(Short task): Update the data below so that each "photo" becomes "image" and nothing else changes. Leave the pictures out of your version.

(Location labeling records):
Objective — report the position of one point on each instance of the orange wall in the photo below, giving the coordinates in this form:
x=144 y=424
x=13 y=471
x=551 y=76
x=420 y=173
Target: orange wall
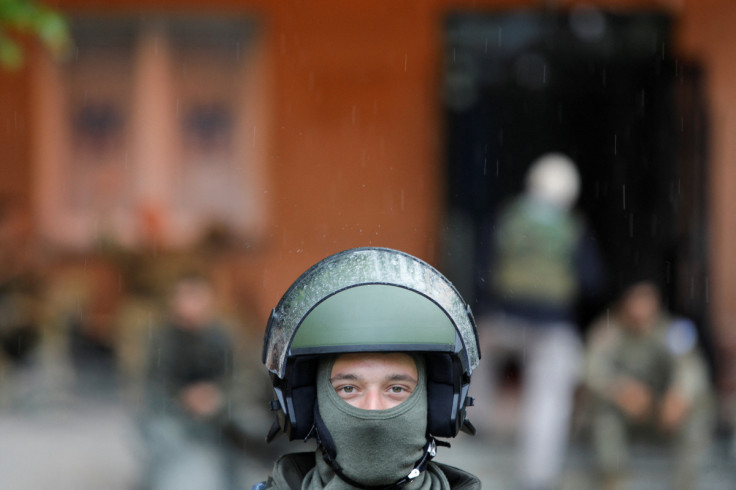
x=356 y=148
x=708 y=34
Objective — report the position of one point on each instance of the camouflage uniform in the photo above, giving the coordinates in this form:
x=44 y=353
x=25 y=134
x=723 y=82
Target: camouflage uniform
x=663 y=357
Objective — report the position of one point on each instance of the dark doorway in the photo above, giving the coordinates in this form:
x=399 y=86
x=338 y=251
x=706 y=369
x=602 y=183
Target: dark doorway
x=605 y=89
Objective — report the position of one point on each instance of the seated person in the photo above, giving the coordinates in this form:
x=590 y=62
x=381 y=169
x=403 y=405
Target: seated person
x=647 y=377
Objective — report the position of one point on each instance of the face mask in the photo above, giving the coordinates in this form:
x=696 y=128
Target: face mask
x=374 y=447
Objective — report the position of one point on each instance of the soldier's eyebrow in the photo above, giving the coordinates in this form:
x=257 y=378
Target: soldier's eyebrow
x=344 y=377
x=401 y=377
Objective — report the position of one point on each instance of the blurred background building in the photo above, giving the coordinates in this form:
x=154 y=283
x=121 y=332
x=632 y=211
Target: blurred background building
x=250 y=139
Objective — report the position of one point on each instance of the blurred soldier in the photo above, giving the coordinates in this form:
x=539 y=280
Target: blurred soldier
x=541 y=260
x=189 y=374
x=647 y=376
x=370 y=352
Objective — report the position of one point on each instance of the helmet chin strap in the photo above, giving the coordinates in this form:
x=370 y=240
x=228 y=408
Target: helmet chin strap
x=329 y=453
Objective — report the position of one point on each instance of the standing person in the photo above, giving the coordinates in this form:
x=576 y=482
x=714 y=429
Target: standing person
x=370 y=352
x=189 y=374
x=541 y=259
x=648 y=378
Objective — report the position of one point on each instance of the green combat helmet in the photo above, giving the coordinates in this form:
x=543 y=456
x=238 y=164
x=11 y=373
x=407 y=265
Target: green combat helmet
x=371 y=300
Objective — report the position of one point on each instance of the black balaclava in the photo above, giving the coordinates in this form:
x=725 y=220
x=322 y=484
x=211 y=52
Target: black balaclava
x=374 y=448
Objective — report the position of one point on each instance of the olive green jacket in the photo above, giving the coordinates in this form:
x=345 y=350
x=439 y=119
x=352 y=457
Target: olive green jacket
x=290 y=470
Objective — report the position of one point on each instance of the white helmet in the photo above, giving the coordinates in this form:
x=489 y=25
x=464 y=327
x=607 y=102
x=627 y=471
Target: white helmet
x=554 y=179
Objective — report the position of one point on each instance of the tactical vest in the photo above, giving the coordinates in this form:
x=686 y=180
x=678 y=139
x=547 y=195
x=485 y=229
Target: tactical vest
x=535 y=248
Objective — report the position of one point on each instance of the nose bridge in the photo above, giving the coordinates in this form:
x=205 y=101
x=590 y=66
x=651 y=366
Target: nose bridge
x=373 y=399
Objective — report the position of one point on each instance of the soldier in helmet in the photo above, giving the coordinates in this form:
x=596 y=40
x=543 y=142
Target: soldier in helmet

(Written answer):
Objective — report the position of one point on each instance of the orange wall in the image below, giving the coordinates in this form:
x=144 y=424
x=13 y=471
x=551 y=76
x=420 y=173
Target: orange wall
x=356 y=148
x=708 y=34
Objective — report the position of one point on each instance of the camouflage uniform in the image above, giving the coordinates in this form:
x=44 y=353
x=25 y=134
x=723 y=82
Target: camouflage uniform
x=663 y=357
Objective — report the position of one point on each instance of the dark doorway in the image above, giving the coordinates in this form:
x=399 y=86
x=338 y=251
x=706 y=369
x=602 y=183
Target: dark doorway
x=605 y=89
Objective — report the position of one point on each instance of the seated person in the image above, giving the coordinates in this form:
x=590 y=62
x=381 y=169
x=403 y=405
Target: seated person
x=647 y=377
Objective — report the position of one point on each instance of the face mask in the image above, giving the coordinates in this form:
x=696 y=128
Target: face mask
x=374 y=447
Objective — report the position of one point on each instance of the soldier's eyebrow in the image above, giving the coordinates in this form:
x=257 y=378
Target: soldier's eyebrow
x=344 y=377
x=401 y=377
Objective — report the position of one point on each instance of the blurred background building in the image above, giving the coordinates in this form:
x=154 y=283
x=121 y=332
x=632 y=211
Target: blurred background building
x=250 y=139
Objective — report the position of one point on each instance of the blurred soldier in the image above, giving the coordinates in this form:
x=539 y=280
Target: blurred soldier
x=541 y=260
x=189 y=374
x=647 y=376
x=370 y=352
Objective — report the position of one point on each instance of the helmet chin strap in the image above, giving the coordinates in this form:
x=370 y=240
x=228 y=408
Target: helmet chin strap
x=329 y=453
Objective — report the position of one point on each instance of the standing person in the image above, giving the coordinates in this form:
x=576 y=482
x=714 y=429
Target: standing person
x=370 y=352
x=189 y=374
x=541 y=259
x=648 y=378
Objective — report the position of one point on each instance of the green combat helmet in the image above, giving the coordinates in this form:
x=543 y=456
x=238 y=164
x=11 y=373
x=407 y=265
Target: green combat helmet
x=371 y=300
Objective — report the position of one point on each instance of the black balaclava in the image above, giving the coordinates in this form:
x=725 y=220
x=322 y=484
x=211 y=52
Target: black balaclava
x=374 y=448
Objective — report the position of one point on each instance of the olive green jacket in the image above, giving the coordinates in this form:
x=345 y=350
x=439 y=119
x=352 y=457
Target: olive green jacket
x=290 y=470
Objective — report the position of one point on each instance of the white helmet in the image above, giving the coordinates in this form:
x=489 y=25
x=464 y=327
x=607 y=102
x=627 y=471
Target: white helmet
x=554 y=179
Objective — report the position of one point on each instance of the tactical vest in the image above, giving the coordinates in this form:
x=686 y=180
x=678 y=139
x=547 y=195
x=485 y=229
Target: tactical vest
x=535 y=248
Objective — report the position of one point on each instance of the nose bridge in the image above, giving the coordinates in this form:
x=205 y=101
x=590 y=66
x=651 y=366
Target: nose bridge
x=373 y=399
Objective — report the position of one point on each instance of the soldier in helmet in the image above, giving the coordinates in this form:
x=596 y=40
x=543 y=142
Target: soldier in helmet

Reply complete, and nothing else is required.